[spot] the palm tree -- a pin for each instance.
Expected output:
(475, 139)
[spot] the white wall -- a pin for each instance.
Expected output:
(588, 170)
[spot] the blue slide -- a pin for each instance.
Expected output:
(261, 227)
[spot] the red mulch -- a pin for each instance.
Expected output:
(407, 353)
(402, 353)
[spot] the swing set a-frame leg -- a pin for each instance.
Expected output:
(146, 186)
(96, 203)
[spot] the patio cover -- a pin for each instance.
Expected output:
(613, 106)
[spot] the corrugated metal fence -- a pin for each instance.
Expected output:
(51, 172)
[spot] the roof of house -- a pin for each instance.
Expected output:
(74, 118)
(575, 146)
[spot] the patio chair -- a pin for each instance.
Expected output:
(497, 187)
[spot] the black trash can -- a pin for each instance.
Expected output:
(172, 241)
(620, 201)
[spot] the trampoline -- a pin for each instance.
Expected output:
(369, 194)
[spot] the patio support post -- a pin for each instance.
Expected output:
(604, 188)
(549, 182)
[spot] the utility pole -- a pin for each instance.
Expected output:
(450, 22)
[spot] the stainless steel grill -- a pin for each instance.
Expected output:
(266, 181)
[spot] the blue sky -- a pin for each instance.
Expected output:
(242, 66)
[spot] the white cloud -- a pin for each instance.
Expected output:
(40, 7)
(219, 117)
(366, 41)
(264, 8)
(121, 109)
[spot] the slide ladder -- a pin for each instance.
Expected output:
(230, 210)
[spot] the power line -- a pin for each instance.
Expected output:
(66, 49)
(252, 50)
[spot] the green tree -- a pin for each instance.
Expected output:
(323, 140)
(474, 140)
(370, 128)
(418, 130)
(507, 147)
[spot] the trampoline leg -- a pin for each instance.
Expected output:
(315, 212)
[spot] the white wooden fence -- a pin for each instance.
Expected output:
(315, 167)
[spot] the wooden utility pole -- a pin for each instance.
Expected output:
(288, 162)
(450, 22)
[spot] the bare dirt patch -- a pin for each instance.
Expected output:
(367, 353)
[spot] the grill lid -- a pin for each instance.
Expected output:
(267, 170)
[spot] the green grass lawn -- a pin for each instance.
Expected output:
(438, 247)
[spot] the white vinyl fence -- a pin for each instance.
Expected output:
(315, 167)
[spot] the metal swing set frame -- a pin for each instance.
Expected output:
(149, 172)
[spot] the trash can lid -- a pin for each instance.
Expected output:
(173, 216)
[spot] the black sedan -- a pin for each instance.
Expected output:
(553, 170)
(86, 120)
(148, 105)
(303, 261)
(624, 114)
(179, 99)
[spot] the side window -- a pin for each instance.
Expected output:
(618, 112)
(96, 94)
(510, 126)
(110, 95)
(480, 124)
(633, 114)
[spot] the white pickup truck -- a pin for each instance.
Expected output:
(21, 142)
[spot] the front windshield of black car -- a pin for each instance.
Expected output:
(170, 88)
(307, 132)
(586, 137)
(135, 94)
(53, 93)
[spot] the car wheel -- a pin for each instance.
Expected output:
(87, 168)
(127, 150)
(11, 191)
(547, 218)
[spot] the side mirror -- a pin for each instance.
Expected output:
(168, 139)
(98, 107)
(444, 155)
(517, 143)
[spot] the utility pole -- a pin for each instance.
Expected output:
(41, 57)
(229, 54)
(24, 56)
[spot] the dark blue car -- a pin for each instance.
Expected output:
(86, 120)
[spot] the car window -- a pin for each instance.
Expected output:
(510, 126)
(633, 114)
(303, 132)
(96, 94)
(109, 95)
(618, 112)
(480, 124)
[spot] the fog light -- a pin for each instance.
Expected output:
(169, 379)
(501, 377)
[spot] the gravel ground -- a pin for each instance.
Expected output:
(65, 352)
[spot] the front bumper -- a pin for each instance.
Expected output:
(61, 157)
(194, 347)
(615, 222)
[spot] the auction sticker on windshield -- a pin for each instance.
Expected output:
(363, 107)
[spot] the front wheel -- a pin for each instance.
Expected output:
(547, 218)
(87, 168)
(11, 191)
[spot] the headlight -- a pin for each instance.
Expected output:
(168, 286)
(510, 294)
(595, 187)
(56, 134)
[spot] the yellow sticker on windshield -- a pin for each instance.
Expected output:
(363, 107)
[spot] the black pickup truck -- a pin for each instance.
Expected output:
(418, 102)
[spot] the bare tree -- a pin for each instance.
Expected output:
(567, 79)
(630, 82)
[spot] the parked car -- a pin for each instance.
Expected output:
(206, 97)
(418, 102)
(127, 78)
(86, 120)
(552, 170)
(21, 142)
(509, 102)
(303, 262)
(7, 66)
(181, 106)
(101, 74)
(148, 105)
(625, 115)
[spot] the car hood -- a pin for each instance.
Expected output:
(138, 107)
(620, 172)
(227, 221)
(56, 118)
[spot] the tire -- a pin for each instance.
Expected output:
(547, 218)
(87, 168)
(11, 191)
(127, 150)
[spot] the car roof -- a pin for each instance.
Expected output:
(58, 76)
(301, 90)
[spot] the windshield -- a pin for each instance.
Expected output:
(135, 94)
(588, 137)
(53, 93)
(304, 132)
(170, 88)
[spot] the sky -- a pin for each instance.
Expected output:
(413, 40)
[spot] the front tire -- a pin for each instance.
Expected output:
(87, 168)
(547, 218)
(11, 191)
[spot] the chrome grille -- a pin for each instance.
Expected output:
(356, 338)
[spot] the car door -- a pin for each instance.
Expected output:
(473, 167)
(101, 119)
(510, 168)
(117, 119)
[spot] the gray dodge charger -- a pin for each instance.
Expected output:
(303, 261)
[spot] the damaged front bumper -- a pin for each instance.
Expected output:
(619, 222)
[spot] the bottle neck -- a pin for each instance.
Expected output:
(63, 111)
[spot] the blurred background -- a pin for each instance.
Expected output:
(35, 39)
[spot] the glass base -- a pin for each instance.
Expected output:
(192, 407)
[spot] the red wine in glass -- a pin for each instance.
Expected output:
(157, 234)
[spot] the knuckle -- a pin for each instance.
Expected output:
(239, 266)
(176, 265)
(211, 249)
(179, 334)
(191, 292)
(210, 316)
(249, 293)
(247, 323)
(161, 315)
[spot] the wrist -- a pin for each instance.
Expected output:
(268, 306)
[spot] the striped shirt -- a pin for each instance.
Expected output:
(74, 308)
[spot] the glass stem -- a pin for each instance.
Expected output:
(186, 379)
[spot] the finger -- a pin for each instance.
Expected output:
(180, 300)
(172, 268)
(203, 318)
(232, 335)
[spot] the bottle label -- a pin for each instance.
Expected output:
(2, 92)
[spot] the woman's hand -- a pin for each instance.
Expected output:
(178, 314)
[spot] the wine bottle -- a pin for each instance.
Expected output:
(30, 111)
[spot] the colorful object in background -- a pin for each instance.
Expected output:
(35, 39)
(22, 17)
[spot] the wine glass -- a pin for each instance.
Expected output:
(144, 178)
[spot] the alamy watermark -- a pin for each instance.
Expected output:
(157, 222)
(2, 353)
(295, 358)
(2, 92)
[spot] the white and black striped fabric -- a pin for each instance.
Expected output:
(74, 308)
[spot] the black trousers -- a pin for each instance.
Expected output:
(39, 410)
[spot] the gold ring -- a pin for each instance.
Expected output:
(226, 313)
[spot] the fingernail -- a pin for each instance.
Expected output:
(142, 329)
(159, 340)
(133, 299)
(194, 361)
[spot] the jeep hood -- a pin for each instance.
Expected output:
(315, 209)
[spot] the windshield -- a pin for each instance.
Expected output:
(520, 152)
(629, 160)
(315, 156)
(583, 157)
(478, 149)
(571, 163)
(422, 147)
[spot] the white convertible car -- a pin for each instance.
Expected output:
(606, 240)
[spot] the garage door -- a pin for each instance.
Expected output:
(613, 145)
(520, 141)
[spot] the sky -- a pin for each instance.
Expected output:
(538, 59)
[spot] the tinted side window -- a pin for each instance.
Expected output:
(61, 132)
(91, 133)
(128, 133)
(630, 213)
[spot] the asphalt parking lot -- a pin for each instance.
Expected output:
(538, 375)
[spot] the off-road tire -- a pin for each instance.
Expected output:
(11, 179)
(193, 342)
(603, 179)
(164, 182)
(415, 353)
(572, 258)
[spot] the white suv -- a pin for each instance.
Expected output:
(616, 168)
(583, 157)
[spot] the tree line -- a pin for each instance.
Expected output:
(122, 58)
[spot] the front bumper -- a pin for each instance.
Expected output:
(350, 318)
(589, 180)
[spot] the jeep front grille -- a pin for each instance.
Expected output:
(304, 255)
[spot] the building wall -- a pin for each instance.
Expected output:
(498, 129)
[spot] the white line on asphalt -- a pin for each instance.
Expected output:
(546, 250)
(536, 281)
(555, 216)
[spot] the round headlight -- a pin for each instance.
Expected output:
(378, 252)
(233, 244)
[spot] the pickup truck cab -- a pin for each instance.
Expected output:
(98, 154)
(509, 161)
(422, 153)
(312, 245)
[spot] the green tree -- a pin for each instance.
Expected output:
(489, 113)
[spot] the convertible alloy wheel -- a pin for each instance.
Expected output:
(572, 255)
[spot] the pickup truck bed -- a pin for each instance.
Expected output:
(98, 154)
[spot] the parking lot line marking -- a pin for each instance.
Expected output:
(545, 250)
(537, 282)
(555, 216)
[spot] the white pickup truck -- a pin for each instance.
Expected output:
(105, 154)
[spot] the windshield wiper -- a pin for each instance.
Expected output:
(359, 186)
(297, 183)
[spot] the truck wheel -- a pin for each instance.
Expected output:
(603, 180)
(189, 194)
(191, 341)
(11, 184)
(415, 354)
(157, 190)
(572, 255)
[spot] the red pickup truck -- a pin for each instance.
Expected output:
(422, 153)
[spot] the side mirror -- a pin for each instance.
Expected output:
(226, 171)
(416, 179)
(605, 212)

STATED TASK: Repeat exactly the lines from the line containing "[spot] the jeep front" through the end of the listing above; both boundary lines are part of the output.

RIGHT ANSWER:
[spot] the jeep front grille -- a pin for each instance.
Expected output:
(304, 255)
[spot] the building wall -- a pin for each instance.
Expected output:
(498, 129)
[spot] the white line on asphalt -- a pin for each instance.
Expected output:
(546, 250)
(536, 281)
(555, 216)
[spot] the round headlight -- a pin for each instance.
Expected output:
(378, 252)
(233, 244)
[spot] the pickup truck cab -- a pin for each instance.
Expected output:
(98, 154)
(509, 161)
(422, 153)
(312, 245)
[spot] the green tree -- a pin for each instance.
Expected output:
(489, 113)
[spot] the convertible alloy wheel -- a pin for each instance.
Expected output:
(572, 255)
[spot] the pickup truck bed -- a pin for each instance.
Expected output:
(98, 154)
[spot] the parking lot line marking -- a pin for each instance.
Expected output:
(545, 250)
(537, 282)
(555, 216)
[spot] the white pickup truck -- a pin for each instance.
Expected output:
(105, 154)
[spot] the windshield wiper -- a pin for each instance.
Expected output:
(359, 186)
(297, 183)
[spot] the truck wheel -- a pin for each instance.
Expected output:
(603, 180)
(189, 194)
(191, 341)
(11, 184)
(415, 354)
(157, 190)
(572, 255)
[spot] the red pickup truck -- a pin for each instance.
Expected output:
(422, 153)
[spot] the side mirror -- a pin for each instance.
Expected output:
(226, 171)
(416, 179)
(605, 212)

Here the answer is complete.